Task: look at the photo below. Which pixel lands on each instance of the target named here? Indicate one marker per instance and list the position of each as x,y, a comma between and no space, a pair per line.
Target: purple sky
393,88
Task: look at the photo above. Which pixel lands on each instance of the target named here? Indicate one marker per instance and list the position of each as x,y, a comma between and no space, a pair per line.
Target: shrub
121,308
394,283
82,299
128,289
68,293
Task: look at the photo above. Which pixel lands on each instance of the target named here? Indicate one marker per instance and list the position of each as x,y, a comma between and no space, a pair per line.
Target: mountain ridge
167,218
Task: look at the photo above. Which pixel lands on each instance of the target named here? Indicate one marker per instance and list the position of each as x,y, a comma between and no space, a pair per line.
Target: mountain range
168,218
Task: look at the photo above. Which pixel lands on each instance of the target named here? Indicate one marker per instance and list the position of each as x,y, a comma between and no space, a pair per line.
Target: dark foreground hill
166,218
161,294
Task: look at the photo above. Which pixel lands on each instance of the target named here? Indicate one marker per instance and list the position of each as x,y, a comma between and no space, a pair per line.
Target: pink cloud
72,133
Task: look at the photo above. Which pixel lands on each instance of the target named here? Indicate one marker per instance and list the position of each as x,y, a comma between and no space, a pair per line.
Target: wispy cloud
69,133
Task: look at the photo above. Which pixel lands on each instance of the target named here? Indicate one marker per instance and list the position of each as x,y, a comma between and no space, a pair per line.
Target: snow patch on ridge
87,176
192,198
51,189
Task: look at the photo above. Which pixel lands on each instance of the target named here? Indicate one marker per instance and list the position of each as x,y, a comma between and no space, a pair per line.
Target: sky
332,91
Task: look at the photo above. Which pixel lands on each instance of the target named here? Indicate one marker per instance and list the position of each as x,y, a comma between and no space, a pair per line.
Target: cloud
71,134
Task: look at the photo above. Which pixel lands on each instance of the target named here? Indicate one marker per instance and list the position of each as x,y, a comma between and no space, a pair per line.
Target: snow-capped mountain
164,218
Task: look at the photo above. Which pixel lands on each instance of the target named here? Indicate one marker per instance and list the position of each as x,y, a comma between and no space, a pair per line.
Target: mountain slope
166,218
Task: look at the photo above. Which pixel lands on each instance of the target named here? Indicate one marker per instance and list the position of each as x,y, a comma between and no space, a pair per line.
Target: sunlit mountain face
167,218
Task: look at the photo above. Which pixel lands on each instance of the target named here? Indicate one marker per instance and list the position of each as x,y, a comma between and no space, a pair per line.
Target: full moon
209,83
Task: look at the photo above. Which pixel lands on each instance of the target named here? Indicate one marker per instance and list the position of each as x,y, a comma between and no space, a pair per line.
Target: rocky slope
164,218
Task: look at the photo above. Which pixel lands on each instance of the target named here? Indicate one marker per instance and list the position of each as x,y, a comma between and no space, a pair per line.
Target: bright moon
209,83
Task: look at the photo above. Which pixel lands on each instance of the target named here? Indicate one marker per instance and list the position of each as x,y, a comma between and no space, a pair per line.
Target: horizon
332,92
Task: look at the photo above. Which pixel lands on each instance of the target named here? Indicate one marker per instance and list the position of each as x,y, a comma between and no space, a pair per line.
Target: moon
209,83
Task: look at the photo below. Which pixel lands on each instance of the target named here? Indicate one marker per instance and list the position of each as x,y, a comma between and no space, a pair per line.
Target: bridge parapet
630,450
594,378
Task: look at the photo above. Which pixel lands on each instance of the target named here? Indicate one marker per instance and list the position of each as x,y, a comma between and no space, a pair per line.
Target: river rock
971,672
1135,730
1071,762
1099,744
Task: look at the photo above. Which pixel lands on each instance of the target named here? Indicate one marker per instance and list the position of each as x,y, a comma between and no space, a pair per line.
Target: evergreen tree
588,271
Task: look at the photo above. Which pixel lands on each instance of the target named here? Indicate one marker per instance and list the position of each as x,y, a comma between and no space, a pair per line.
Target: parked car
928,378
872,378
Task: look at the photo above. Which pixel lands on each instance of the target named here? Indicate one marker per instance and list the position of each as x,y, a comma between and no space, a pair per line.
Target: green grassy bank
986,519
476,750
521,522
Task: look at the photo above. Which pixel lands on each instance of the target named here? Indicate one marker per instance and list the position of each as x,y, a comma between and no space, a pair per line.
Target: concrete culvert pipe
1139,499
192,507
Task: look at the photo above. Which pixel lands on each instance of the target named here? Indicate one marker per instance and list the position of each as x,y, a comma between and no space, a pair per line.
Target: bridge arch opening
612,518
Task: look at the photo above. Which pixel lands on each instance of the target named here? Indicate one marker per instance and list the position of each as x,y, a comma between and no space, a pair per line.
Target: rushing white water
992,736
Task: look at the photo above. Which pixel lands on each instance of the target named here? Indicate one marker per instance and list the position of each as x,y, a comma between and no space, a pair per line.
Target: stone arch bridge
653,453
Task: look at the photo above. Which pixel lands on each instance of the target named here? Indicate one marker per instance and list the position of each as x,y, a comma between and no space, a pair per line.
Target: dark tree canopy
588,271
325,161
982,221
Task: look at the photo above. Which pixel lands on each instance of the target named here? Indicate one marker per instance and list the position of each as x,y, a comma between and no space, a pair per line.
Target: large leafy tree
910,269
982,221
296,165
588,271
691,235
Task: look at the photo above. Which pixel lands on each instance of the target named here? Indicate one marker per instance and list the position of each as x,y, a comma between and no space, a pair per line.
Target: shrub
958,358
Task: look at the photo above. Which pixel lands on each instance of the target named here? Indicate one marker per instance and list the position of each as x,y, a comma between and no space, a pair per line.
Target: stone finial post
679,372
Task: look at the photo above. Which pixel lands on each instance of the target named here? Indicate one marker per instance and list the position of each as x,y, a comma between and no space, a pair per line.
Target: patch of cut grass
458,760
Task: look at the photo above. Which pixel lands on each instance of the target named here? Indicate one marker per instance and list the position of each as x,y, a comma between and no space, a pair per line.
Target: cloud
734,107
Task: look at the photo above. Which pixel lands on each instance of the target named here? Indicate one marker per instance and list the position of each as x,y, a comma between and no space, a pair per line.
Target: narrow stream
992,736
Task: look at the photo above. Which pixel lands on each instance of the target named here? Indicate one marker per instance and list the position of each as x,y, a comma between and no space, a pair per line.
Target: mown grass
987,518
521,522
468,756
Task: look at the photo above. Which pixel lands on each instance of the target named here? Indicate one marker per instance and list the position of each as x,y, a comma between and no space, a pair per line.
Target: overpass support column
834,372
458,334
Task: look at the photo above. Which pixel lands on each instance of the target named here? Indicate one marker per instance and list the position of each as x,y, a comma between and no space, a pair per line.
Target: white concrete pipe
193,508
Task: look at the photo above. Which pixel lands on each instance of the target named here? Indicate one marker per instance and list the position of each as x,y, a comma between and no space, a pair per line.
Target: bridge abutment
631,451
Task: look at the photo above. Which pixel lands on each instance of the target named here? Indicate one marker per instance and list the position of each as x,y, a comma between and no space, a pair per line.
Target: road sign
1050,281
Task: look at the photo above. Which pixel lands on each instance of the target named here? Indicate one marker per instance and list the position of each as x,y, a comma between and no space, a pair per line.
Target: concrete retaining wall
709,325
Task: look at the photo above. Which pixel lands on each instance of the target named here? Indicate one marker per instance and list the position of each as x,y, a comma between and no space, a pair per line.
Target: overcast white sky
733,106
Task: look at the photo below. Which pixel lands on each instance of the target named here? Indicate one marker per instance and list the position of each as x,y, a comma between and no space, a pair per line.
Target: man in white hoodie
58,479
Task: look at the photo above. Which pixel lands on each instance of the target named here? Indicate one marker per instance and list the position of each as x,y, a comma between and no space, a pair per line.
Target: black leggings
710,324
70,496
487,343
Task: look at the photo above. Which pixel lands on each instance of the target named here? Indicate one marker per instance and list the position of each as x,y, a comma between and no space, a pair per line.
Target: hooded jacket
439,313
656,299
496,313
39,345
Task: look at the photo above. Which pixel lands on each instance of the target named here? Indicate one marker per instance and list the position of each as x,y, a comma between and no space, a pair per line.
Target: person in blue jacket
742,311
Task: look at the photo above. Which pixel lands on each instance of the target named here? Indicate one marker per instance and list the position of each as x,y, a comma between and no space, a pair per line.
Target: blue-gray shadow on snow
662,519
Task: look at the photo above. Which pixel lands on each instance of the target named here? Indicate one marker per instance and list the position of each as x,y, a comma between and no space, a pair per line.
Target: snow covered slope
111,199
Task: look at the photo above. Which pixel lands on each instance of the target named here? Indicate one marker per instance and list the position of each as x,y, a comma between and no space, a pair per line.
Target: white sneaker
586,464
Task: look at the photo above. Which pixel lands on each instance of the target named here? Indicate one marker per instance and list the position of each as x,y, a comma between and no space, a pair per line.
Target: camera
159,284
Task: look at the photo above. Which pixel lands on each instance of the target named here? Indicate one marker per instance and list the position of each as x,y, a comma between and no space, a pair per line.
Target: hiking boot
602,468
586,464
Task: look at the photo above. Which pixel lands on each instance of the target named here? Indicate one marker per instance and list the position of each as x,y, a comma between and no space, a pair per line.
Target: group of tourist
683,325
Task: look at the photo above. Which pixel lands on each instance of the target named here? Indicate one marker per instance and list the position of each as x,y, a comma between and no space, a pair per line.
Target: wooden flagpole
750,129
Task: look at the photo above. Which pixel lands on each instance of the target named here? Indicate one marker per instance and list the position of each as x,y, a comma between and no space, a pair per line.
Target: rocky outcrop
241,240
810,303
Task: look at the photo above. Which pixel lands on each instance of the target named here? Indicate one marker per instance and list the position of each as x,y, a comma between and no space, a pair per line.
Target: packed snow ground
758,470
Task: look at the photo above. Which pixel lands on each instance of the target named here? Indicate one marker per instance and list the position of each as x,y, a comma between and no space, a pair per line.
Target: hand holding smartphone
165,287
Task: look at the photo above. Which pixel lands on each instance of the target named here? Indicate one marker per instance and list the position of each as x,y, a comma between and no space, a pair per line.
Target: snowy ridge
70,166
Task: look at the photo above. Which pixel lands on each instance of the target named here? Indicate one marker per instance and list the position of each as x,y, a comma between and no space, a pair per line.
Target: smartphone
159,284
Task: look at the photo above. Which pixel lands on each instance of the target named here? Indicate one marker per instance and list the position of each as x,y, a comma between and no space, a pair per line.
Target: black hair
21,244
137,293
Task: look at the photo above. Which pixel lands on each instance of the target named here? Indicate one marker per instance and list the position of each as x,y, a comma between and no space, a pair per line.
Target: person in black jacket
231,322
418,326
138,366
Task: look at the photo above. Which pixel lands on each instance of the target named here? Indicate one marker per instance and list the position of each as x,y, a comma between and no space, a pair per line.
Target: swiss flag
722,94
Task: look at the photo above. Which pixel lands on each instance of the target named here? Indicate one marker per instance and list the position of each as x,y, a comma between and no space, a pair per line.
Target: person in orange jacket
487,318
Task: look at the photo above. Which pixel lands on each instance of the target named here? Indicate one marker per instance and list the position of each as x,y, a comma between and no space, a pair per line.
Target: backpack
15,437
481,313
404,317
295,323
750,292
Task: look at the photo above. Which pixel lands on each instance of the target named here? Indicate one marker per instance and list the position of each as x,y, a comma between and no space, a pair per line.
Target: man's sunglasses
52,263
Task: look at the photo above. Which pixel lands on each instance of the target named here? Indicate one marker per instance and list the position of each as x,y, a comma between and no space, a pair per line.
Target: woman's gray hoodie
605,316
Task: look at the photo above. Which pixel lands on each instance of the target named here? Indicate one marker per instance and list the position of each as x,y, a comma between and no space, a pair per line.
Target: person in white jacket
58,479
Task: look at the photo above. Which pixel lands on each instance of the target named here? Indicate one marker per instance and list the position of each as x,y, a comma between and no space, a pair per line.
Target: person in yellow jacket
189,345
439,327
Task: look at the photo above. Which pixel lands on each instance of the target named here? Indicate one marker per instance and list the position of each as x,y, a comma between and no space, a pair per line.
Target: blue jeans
◇ ◇ ◇ ◇ ◇
WRITTEN PROBLEM →
Please show every line of the items above that contains the word "moon", treating case as significant.

COMPLETED TASK →
Target: full moon
Target: bright moon
Target: moon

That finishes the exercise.